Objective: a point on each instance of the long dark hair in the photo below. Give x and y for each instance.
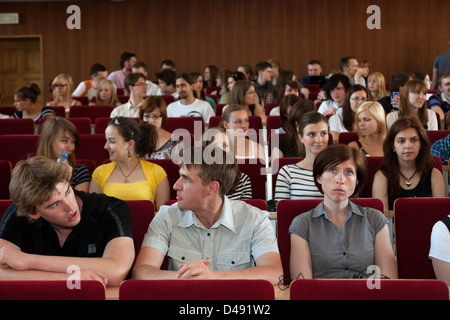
(390, 166)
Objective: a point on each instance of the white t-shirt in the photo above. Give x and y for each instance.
(440, 242)
(198, 108)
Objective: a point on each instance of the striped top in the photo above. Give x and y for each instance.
(243, 190)
(294, 182)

○ ○ ○ ○ ○

Retype the whole listing above word for word, leaving out the pictures.

ANSWER TO THIS TASK =
Objective: a point on each instance of the long dark hair in the photo below. Give x and y for each instance.
(390, 166)
Objective: a point on each instance of the white t-shirt in the photo above. Give x and y for each instance.
(440, 242)
(198, 108)
Objective: a point on each instance of the striped top in the photo above. Give x and y for each instance.
(243, 190)
(294, 182)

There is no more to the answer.